Hence, the relative 'promise' of the different approaches stems beyond the time taken to deliver feedback and is likely to be dependent on a number of factors, including the aim of the intervention and the population targeted. In light of this, intervention developers should base their decision on which delivery method or combination of delivery methods are most appropriate by using an intervention development framework, such as intervention mapping .
Whilst the evidence for second and third generation approaches in the PA domain has been recently reviewed in a well-conducted systematic review , the evidence on tailored-print approaches in the PA domain needs updating. The last comprehensive review was conducted considerable time ago  and did not focus on tailored-print physical activity interventions specifically. Likewise, meta-analyses have been conducted but have included other health behaviours  and/or other tailoring approaches in the analysis . Reviews that have focused specifically on tailored-print physical activity interventions have been narrative in nature and were conducted over a decade ago [18, 32, 33]. Whilst these reviews provide some insight into how efficacious tailored-print interventions are and some of the key strategies related to efficacy, none provide a comprehensive overview of the state of the evidence in the PA domain and none provide sufficient information to serve as a guide to those wishing to develop tailored-print interventions.
The primary purpose of this review is to evaluate the evidence for tailored-print interventions in changing PA behaviour, inclusive of aerobic, strength and prolonged sedentary behaviour. Given the known heterogeneity of tailored interventions, this systematic review (1) describes the available evidence and (2) the key factors relating to efficacy. This approach is recommended, rather than a meta-analysis, when there is significant heterogeneity of studies . The secondary purpose of this review is to synthesise the literature in a way that will be valuable to intervention developers.

Saved entries:
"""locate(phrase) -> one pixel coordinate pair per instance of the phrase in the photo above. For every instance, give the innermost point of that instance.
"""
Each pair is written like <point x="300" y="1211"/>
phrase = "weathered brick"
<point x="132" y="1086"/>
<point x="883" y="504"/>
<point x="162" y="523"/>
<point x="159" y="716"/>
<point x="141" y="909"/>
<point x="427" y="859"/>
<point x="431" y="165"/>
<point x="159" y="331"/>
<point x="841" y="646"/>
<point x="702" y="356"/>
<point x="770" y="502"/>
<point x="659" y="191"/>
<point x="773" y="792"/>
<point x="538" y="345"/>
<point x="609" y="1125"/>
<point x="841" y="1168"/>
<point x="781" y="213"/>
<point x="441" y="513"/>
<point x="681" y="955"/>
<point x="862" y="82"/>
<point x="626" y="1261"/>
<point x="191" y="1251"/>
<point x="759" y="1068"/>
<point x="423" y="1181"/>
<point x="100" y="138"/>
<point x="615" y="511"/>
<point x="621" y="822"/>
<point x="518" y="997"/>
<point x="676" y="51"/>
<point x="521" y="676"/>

How to complete this task:
Reproduce the tailored-print review passage word for word from "Hence, the relative" to "intervention mapping .".

Response to this task:
Hence, the relative 'promise' of the different approaches stems beyond the time taken to deliver feedback and is likely to be dependent on a number of factors, including the aim of the intervention and the population targeted. In light of this, intervention developers should base their decision on which delivery method or combination of delivery methods are most appropriate by using an intervention development framework, such as intervention mapping .